Provided data
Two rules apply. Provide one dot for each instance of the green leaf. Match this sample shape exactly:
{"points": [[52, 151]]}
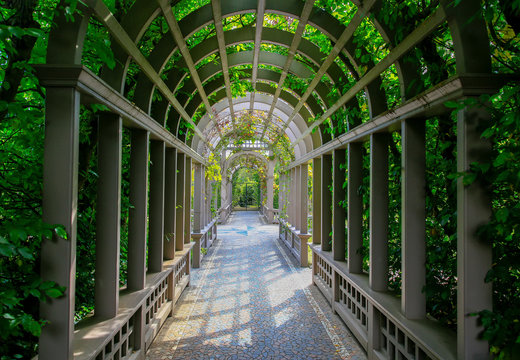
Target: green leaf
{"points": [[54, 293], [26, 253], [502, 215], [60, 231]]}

* * *

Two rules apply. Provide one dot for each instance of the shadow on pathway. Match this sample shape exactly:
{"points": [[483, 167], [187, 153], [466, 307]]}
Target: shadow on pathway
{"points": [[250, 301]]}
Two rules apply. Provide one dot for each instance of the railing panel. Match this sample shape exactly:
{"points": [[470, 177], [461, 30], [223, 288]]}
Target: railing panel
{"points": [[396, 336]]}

Set problem
Copy out every line of the rows above that contains the word "each". Only matches with the same uppercase and lowercase letters count.

Exercise answer
Two rules apply. Provide one dot for each instance of the green leaf. Match this sample shape exactly:
Two rules apply. Provide one dot for each instance of the shadow on pathway. Match this sample shape exactly:
Two rules apply. Provide one dot for each instance of the railing panel. Match this sample shape exactly:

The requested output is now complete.